■ **INSTRUCTIONS FOR THE TASK**
Count the lines in the data below that contain the string "photo" with matching case, and give only that number.

■ **EXERCISE DATA**

══════

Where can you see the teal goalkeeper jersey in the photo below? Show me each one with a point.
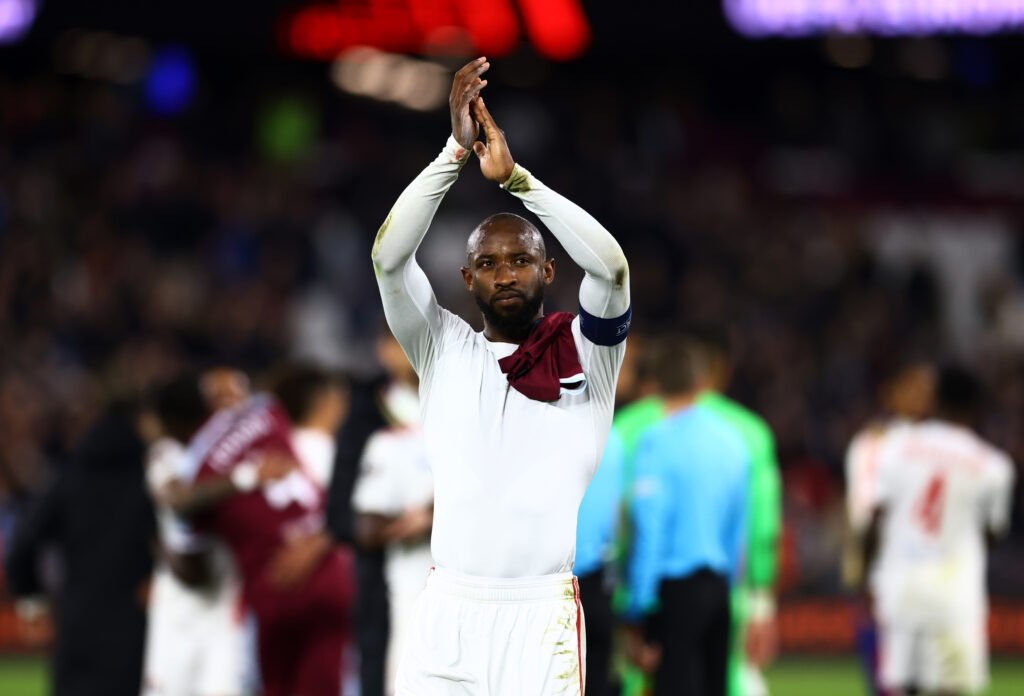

══════

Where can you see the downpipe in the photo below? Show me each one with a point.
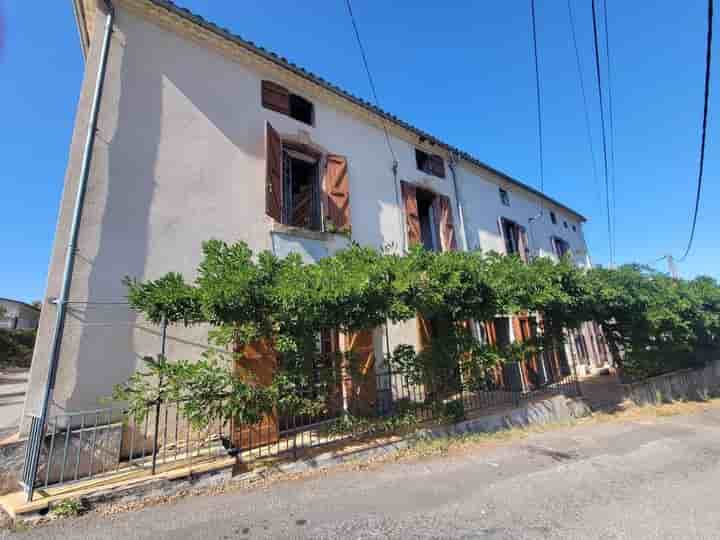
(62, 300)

══════

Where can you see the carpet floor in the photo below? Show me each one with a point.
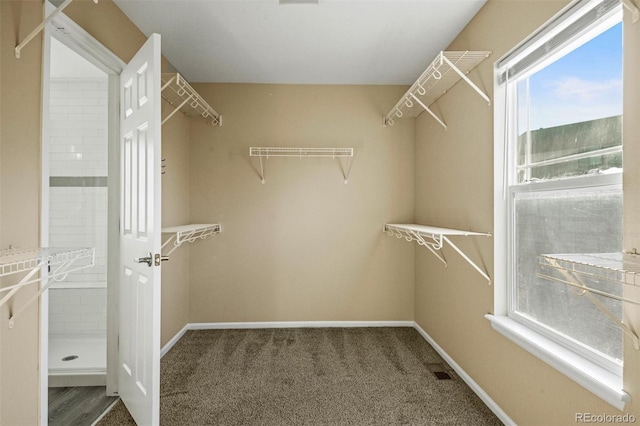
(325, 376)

══════

■ **EXERCISE SOLUTION**
3